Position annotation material

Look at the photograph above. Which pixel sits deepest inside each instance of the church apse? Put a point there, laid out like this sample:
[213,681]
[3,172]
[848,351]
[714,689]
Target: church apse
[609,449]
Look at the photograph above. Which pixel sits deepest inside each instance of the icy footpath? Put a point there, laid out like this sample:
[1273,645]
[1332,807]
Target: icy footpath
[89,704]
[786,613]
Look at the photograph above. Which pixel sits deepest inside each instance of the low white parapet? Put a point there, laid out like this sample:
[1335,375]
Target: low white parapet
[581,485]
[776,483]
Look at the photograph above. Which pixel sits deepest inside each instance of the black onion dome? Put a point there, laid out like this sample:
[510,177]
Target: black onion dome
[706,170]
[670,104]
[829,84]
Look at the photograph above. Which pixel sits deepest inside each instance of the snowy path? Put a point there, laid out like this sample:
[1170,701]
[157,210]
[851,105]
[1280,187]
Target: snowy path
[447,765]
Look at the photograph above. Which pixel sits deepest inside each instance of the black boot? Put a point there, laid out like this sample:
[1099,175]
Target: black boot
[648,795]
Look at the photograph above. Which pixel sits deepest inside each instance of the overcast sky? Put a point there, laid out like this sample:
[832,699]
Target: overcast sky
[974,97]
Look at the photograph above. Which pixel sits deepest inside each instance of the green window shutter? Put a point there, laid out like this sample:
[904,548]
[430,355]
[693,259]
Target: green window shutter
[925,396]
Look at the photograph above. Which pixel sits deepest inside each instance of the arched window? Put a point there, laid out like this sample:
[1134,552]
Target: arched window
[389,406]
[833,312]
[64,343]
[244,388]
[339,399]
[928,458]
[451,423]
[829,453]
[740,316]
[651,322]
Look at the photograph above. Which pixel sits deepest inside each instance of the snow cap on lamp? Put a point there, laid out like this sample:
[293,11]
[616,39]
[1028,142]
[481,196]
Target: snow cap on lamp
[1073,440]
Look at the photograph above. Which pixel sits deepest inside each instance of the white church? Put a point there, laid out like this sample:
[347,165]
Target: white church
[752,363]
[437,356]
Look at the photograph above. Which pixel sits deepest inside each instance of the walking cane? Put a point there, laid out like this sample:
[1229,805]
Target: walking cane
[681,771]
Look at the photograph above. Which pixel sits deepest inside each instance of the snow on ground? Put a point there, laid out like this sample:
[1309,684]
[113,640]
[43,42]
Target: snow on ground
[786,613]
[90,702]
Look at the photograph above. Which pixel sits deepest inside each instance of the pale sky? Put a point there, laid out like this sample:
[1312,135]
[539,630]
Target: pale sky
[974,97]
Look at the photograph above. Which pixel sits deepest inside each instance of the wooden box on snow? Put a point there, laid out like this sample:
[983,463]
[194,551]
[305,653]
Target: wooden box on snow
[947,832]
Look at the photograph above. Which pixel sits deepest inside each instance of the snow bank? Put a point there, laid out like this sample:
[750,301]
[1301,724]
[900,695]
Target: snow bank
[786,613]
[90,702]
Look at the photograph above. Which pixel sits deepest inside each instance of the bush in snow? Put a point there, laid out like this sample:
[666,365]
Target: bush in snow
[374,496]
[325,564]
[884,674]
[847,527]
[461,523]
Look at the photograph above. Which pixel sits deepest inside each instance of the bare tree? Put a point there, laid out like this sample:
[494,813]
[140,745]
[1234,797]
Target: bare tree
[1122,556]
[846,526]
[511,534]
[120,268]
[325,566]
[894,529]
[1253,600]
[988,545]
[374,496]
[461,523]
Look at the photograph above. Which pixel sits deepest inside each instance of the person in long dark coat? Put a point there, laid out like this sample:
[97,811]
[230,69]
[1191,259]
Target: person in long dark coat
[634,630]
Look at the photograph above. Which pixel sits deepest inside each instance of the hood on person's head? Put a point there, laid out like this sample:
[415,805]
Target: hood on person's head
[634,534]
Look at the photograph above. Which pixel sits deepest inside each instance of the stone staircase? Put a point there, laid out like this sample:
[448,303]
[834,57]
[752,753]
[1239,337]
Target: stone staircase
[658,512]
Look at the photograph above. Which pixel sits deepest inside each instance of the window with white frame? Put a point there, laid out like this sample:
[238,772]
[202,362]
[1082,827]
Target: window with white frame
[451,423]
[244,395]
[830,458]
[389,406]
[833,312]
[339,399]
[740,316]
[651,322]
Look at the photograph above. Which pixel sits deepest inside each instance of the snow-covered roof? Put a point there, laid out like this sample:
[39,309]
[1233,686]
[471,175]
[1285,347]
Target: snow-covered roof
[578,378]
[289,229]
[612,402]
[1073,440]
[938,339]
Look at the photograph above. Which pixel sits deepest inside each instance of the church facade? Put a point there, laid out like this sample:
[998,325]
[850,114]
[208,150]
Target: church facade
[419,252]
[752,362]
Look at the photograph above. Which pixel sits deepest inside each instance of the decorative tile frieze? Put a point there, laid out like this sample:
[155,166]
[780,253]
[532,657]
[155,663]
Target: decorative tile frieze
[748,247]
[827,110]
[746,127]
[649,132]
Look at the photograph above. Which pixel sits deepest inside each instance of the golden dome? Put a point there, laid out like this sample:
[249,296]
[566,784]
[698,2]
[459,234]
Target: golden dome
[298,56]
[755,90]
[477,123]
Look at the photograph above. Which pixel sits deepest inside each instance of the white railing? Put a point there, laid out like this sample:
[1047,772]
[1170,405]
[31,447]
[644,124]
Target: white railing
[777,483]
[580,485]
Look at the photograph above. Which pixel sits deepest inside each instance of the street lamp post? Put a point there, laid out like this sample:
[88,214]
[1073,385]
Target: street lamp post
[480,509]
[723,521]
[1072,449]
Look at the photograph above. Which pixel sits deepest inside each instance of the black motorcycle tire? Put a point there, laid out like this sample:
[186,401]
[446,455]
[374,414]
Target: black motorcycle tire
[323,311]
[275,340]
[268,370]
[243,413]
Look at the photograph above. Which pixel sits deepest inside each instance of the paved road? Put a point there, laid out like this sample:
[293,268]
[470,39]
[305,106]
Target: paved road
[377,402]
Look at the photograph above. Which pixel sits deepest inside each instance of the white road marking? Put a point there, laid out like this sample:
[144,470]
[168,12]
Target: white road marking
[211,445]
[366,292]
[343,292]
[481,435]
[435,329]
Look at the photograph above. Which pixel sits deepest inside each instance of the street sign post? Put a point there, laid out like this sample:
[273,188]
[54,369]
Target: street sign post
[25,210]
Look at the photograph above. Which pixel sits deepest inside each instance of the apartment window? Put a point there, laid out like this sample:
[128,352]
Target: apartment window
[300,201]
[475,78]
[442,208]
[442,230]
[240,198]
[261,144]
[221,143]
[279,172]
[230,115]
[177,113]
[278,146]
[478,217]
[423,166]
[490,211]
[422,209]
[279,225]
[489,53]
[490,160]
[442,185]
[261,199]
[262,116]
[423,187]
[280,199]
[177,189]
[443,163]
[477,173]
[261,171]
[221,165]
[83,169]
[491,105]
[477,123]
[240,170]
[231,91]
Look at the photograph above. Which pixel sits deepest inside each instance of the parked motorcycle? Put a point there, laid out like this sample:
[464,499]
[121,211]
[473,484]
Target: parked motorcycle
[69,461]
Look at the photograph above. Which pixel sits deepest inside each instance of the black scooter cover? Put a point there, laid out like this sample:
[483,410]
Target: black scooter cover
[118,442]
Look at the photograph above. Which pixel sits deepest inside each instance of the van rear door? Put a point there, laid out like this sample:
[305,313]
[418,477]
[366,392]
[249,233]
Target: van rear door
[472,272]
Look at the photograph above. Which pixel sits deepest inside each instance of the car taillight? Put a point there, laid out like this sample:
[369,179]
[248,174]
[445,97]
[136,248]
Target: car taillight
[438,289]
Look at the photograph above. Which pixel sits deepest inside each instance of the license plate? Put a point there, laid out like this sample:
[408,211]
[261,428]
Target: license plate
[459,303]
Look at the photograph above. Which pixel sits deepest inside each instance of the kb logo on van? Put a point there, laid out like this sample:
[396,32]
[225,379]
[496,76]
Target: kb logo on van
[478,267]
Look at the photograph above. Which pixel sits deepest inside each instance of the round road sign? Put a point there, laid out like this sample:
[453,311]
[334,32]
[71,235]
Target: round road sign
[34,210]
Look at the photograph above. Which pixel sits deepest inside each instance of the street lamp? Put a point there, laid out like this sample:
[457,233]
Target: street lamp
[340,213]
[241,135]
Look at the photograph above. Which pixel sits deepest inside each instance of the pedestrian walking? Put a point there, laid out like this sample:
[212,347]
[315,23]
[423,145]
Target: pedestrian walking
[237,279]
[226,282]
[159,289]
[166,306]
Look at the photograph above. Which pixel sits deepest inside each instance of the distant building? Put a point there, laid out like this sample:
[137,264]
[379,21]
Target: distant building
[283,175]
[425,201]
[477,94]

**EXERCISE**.
Please change "distant building" to "far-off building" in the lines of the material from the one containing "of the distant" through the end, inclusive. Give those lines again with everything else left the same.

**RESULT OF THIS TASK**.
Look at the photograph above. Which pixel sits deepest inside each instance of the far-off building? Put a point there, laid out like this sample:
[137,264]
[379,21]
Target: far-off building
[283,175]
[425,201]
[477,94]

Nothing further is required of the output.